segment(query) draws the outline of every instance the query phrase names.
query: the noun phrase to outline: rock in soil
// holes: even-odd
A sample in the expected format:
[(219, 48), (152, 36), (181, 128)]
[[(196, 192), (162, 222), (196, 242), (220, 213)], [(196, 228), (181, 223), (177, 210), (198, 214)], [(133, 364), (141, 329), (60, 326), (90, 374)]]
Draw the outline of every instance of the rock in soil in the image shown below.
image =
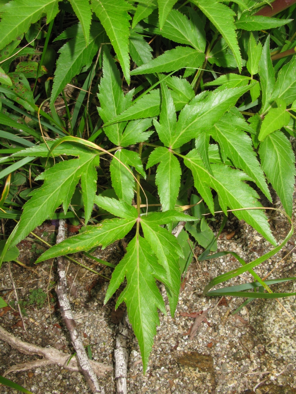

****

**Task description**
Can you set down every line of the listing above word for word, leaving out the picture?

**Exercise response**
segment(query) draws the outline of every instance the query phrase names.
query: the noun phrase to outline: rock in soil
// holes: even-odd
A sample in the expected format:
[(219, 48), (152, 36), (181, 128)]
[[(196, 192), (162, 222), (196, 242), (220, 213)], [(196, 228), (181, 223), (177, 210), (198, 214)], [(133, 364), (141, 329), (60, 326), (90, 374)]]
Draw the outline of every instance of the rock in soil in the image shown below.
image =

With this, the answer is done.